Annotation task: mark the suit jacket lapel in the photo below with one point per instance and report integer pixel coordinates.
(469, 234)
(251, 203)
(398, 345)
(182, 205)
-------
(Problem statement):
Reproduce all the rows above, request line included, and shift every x and y coordinate in the answer points up by 35. Leave the request text unchanged.

(Answer below):
Annotation task: mark the suit jacket lapel in the photo below with one point per instance and report integer pixel coordinates.
(504, 269)
(286, 238)
(433, 380)
(217, 240)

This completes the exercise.